++++ MATERIAL DE APOIO
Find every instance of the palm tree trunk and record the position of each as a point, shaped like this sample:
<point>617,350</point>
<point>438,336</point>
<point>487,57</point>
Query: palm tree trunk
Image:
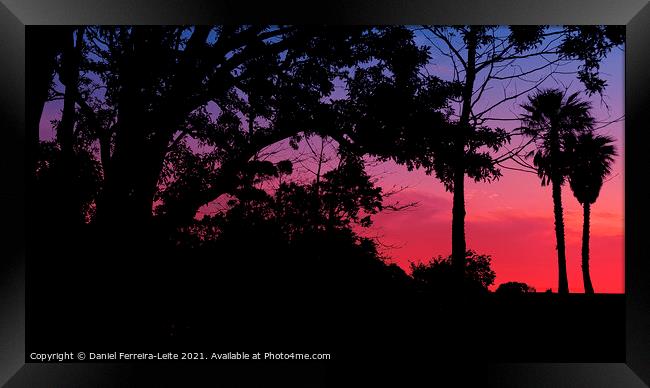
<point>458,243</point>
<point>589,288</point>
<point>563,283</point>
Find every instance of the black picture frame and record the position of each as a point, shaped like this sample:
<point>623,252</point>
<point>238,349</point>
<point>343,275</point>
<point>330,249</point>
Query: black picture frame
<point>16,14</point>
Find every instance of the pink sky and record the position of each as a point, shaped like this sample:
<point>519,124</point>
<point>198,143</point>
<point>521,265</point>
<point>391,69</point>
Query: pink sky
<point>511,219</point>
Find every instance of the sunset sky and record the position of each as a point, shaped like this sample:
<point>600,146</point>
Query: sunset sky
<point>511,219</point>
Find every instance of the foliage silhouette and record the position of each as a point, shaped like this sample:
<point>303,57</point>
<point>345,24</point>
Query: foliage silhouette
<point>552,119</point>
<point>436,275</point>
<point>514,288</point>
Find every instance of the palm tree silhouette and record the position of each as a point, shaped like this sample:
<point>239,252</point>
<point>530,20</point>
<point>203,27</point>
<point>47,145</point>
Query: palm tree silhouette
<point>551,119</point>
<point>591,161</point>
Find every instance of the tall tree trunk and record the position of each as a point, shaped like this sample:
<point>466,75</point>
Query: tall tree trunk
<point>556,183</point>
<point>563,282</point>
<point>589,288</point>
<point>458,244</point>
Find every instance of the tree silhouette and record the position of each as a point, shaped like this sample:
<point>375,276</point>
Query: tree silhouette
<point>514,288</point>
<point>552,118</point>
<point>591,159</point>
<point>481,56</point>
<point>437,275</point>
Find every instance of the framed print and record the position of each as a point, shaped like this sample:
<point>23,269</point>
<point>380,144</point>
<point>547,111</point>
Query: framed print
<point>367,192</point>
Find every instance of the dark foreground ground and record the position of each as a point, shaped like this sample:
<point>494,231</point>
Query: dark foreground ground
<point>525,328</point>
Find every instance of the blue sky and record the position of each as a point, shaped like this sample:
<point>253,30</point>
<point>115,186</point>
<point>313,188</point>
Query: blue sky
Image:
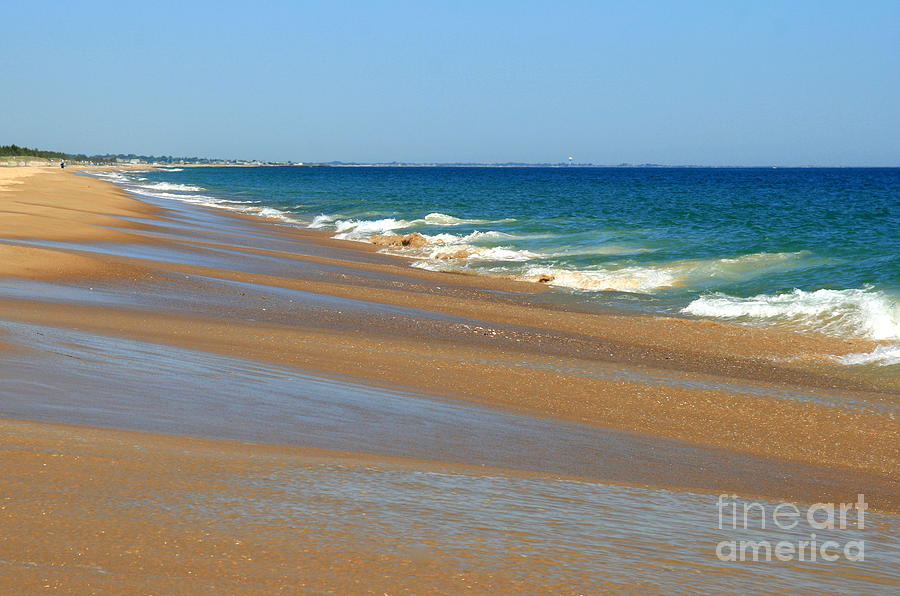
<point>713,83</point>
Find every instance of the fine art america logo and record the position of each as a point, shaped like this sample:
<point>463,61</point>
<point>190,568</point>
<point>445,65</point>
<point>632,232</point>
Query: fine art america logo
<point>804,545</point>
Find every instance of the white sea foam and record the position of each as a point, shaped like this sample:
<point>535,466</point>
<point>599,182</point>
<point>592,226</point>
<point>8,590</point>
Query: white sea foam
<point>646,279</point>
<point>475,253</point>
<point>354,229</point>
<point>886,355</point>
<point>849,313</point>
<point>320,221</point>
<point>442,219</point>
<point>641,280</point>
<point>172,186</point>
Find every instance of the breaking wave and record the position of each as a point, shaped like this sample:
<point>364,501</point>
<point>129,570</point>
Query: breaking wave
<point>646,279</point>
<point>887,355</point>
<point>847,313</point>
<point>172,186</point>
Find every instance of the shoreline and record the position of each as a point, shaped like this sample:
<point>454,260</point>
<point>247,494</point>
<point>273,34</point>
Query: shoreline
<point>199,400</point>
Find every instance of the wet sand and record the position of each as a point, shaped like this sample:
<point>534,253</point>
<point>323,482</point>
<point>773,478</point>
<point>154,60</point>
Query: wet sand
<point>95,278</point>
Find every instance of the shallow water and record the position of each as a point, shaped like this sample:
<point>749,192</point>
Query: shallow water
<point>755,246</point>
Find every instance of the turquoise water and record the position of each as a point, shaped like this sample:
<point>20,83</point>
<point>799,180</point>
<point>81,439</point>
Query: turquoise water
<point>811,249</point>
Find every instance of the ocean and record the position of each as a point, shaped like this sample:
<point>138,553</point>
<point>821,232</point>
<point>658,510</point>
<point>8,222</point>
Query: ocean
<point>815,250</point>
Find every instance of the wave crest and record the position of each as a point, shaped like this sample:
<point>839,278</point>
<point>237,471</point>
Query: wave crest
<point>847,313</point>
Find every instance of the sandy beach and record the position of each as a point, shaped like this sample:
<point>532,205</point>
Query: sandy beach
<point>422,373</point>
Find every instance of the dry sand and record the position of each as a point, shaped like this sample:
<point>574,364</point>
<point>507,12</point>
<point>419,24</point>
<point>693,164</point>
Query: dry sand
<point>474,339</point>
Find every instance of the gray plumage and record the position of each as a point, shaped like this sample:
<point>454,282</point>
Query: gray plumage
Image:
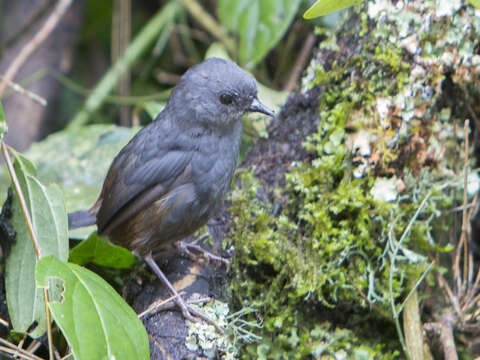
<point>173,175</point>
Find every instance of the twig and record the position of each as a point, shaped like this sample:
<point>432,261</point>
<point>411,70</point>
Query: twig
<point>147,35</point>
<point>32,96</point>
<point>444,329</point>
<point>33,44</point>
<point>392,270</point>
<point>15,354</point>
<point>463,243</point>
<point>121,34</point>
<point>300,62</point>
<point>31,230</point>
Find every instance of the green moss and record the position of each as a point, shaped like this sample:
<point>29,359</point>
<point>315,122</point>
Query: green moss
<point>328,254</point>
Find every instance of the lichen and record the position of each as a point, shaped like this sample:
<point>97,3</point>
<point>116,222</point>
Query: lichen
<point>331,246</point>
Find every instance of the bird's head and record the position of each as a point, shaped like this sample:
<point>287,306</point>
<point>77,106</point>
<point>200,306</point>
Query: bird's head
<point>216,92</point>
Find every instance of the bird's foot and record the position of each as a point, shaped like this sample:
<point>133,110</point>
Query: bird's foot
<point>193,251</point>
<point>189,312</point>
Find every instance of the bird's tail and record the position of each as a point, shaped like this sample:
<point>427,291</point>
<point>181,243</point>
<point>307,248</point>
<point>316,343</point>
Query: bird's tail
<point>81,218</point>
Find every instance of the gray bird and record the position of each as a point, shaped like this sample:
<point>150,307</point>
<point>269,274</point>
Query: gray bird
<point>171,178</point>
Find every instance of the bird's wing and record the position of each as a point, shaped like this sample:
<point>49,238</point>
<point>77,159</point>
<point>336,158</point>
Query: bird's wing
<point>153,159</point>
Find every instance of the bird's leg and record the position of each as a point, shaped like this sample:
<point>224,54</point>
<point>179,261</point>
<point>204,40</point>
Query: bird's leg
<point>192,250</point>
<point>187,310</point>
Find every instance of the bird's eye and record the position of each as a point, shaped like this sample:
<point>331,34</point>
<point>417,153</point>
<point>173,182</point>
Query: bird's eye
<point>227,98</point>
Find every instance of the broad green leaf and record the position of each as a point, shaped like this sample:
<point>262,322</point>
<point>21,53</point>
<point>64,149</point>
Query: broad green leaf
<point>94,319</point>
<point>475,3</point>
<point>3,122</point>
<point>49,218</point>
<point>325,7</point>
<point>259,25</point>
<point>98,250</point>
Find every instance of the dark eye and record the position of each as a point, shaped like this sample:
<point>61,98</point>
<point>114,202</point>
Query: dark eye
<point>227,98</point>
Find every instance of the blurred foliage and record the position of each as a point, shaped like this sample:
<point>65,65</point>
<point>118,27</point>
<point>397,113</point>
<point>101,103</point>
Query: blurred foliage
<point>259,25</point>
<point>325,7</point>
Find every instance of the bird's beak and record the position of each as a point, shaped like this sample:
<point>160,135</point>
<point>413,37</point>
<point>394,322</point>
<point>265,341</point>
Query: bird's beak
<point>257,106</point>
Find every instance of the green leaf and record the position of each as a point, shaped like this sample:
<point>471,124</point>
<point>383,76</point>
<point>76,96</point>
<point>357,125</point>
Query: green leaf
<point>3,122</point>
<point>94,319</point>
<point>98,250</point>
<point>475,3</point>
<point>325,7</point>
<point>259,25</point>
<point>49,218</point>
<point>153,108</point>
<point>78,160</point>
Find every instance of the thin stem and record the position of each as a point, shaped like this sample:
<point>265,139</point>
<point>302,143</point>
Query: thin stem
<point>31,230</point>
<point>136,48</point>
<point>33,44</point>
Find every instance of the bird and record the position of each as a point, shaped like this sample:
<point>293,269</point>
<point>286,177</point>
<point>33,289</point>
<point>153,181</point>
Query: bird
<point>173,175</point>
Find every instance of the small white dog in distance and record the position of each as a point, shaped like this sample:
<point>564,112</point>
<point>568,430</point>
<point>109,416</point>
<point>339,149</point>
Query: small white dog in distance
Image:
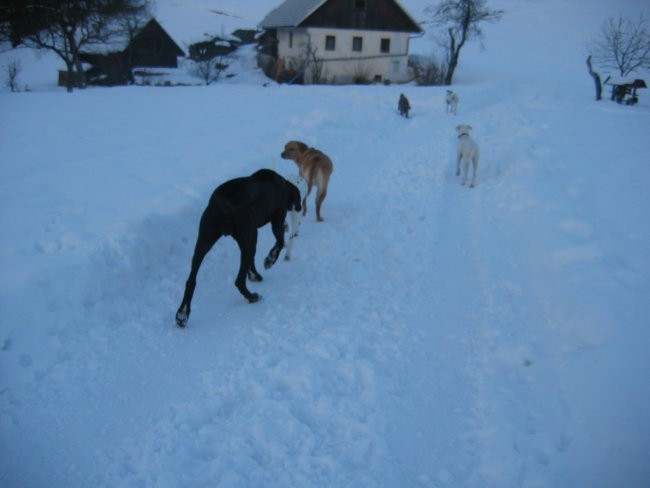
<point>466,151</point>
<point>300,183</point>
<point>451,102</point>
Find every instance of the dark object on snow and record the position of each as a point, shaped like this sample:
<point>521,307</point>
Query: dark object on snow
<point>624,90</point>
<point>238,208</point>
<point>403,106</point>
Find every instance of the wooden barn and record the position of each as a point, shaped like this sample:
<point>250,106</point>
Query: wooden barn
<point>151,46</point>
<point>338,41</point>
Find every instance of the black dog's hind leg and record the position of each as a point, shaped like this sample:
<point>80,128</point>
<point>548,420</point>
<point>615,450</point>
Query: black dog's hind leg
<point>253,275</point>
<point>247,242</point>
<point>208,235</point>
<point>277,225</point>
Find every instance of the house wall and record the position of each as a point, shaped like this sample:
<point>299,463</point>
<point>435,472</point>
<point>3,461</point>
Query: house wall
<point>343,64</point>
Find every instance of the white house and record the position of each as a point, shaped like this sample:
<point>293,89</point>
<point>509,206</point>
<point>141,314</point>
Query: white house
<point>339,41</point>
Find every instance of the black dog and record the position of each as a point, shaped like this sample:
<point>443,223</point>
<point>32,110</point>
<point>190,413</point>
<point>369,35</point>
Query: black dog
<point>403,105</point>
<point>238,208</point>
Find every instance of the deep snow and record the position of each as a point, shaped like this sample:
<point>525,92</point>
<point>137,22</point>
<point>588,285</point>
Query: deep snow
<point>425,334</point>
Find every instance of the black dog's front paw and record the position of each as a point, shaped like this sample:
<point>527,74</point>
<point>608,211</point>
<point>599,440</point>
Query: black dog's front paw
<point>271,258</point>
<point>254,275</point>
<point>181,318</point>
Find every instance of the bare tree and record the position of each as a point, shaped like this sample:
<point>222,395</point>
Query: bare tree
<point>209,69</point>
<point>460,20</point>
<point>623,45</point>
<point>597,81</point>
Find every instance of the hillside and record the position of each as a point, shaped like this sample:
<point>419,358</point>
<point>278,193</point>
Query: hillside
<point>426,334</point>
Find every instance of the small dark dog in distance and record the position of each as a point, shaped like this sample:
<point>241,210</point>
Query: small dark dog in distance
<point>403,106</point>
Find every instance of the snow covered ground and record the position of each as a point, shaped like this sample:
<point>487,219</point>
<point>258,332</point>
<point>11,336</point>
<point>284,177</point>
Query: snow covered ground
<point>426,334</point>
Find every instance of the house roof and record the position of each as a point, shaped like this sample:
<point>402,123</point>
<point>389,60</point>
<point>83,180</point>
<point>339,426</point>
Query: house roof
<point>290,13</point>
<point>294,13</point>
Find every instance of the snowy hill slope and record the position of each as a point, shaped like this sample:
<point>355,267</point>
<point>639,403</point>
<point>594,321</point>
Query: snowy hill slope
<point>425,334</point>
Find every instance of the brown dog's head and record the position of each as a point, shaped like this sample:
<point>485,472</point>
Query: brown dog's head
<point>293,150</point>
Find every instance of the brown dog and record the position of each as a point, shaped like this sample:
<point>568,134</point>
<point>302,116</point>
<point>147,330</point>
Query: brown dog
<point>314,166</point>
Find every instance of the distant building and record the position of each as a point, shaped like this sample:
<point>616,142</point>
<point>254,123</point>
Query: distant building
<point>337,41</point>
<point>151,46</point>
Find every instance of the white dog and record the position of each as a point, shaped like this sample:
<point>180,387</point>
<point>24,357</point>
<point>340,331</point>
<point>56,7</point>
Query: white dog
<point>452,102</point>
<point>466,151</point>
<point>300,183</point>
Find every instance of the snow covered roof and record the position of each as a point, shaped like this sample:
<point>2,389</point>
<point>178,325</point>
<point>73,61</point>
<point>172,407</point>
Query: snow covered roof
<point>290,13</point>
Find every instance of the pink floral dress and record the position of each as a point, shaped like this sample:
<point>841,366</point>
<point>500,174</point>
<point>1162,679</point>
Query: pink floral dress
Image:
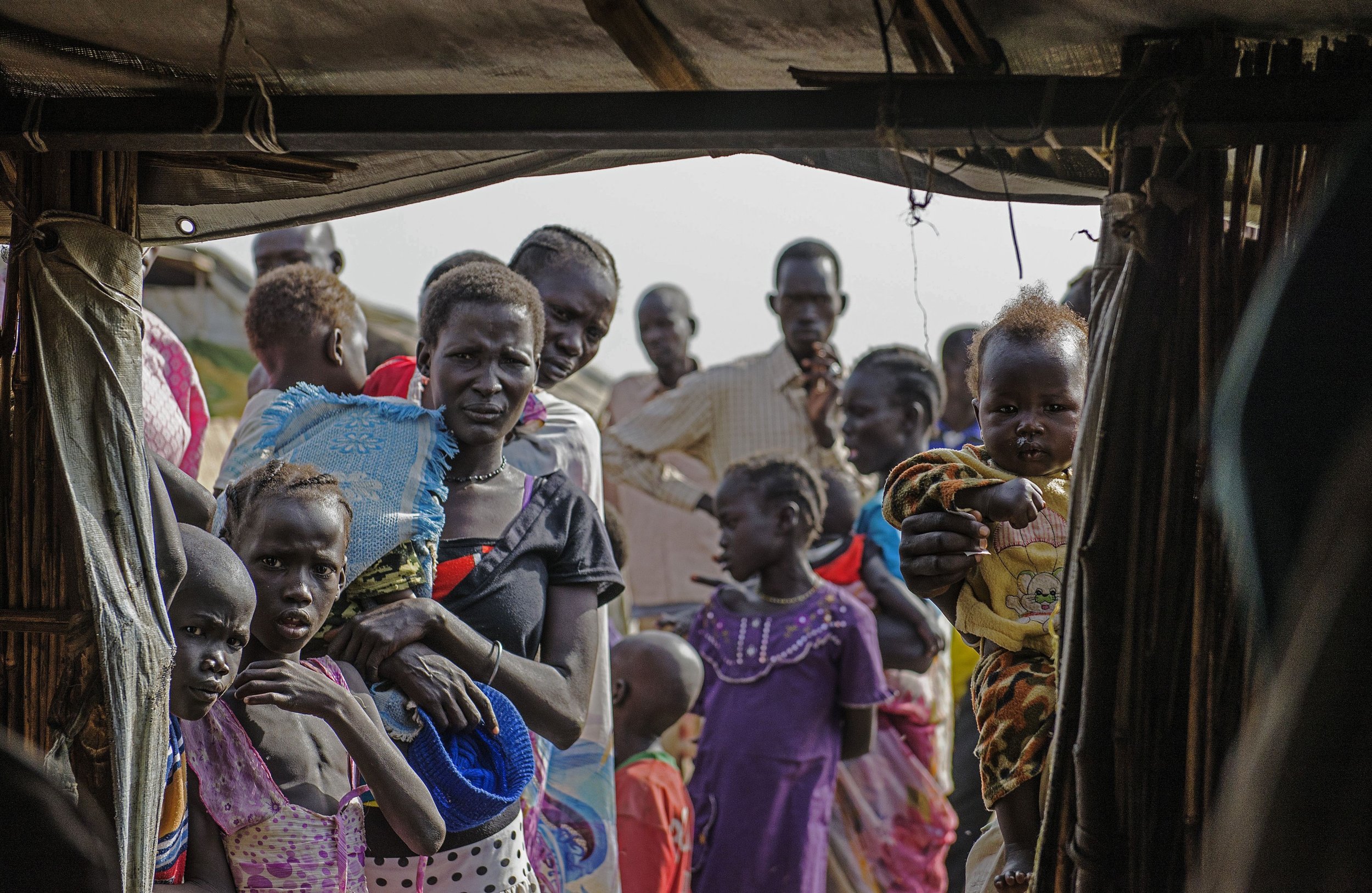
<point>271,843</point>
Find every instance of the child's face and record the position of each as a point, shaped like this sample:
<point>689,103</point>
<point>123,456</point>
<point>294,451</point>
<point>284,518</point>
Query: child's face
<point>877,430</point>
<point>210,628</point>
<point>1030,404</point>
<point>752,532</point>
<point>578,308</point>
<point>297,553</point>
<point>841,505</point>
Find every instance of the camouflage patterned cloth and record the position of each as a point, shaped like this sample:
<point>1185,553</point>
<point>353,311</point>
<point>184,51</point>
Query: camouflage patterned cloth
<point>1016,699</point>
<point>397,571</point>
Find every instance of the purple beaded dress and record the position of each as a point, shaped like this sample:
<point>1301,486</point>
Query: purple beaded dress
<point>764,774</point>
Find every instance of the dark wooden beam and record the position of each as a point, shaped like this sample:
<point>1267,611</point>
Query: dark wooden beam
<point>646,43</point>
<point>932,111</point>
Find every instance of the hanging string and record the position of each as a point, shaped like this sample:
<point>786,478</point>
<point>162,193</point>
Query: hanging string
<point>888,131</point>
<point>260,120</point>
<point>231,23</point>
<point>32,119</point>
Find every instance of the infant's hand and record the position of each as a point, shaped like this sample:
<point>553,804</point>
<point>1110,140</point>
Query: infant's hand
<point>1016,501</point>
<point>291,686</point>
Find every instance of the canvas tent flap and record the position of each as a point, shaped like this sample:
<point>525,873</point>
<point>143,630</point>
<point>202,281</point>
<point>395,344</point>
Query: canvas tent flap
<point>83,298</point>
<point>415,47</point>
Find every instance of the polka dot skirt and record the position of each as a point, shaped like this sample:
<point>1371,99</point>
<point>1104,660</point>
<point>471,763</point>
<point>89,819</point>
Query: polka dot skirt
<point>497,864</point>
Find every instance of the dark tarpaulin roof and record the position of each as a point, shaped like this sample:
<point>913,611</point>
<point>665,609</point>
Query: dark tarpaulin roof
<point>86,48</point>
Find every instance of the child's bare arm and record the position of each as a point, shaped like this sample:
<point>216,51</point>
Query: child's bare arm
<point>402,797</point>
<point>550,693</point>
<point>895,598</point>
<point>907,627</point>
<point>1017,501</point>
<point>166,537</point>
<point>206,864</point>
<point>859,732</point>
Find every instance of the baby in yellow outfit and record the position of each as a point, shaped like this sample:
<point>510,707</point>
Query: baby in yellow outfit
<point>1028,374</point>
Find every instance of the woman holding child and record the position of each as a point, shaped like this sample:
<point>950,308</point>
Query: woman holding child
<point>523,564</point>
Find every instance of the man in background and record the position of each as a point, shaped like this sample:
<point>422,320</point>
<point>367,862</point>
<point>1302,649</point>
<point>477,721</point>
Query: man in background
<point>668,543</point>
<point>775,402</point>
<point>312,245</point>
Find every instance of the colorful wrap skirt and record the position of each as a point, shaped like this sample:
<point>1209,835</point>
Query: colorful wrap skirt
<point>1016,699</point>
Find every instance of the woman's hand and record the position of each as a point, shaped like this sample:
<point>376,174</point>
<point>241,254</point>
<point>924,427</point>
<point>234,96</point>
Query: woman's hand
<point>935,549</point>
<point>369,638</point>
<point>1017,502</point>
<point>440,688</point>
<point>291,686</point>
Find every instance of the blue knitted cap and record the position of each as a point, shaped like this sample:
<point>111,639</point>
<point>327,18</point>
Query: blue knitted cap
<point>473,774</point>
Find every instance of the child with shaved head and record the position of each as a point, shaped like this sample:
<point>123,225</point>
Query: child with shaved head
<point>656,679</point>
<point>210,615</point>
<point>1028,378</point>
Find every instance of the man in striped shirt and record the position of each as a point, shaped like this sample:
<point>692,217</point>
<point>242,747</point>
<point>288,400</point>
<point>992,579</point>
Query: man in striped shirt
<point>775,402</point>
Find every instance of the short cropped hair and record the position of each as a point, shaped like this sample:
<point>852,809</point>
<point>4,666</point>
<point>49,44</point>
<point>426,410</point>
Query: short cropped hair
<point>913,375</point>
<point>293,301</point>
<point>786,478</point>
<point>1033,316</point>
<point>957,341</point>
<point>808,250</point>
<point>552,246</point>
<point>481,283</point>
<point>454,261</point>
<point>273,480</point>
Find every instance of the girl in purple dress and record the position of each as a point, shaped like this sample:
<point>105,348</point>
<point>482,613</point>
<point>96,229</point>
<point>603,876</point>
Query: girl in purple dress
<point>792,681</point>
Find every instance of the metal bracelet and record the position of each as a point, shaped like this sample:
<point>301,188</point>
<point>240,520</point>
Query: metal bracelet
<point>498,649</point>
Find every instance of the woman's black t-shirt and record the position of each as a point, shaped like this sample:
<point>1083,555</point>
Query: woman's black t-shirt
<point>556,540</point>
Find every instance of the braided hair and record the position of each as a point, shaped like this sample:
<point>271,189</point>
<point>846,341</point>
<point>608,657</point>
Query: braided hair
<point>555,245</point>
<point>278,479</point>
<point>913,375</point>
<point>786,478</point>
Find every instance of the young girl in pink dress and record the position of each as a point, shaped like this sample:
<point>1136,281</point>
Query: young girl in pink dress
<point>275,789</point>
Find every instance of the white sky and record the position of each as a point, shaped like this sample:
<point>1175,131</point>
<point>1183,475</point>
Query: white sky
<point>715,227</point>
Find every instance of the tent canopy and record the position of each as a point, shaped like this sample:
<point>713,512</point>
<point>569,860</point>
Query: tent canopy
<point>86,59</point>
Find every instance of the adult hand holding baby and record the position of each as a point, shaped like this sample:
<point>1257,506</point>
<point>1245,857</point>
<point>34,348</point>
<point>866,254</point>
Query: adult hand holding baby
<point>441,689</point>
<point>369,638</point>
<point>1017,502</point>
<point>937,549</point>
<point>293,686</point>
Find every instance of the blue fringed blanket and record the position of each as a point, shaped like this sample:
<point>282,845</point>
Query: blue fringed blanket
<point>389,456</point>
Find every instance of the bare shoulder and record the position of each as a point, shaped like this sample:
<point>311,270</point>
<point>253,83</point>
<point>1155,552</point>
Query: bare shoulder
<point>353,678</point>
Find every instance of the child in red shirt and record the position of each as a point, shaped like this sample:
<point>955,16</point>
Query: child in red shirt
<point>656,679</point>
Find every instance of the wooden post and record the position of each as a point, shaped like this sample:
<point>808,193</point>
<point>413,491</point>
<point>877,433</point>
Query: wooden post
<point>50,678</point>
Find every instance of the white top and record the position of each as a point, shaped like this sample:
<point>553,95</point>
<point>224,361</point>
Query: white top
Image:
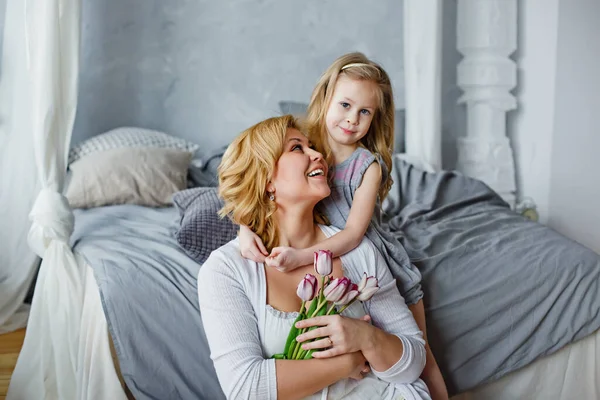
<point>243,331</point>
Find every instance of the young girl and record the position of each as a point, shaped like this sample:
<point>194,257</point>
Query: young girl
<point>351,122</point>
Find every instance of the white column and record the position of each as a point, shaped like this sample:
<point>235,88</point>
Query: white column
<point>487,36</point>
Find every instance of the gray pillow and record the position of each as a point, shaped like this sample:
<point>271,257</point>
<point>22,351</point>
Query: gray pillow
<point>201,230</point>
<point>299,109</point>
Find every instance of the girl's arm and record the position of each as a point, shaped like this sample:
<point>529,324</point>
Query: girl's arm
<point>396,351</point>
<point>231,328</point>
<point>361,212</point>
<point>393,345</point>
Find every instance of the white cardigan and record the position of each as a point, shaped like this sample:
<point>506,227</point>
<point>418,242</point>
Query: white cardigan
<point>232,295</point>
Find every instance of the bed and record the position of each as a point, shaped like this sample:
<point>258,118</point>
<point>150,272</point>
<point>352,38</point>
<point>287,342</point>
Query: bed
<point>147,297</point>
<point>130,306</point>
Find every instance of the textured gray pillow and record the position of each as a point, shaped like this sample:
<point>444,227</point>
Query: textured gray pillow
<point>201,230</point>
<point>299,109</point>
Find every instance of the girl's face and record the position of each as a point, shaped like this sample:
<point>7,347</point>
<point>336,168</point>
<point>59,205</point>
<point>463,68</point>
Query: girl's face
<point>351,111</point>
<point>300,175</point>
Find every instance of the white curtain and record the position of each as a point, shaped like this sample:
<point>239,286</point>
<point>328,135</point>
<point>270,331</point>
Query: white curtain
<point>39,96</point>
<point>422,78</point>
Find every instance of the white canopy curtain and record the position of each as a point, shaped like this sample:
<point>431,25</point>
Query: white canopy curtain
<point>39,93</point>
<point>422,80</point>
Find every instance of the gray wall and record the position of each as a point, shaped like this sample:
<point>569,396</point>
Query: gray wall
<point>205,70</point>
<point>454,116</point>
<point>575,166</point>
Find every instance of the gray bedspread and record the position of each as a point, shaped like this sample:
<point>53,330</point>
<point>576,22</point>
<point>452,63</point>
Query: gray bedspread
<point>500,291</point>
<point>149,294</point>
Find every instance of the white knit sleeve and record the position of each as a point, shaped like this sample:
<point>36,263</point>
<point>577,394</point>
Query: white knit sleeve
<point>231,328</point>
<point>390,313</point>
++++++++
▶ [PROPOSTA DA ATIVIDADE]
Passe para uma lista numerada as linhas da listagem que começam na que contém "Find every instance of the blue fringed" e terminam depois da que contém "<point>389,456</point>", omitindo as linhas em branco.

▶ [RESPOSTA ESPERADA]
1. Find every instance of the blue fringed blanket and record the position of each as a point, shaped like this sample:
2. <point>282,845</point>
3. Query: blue fringed blanket
4. <point>389,456</point>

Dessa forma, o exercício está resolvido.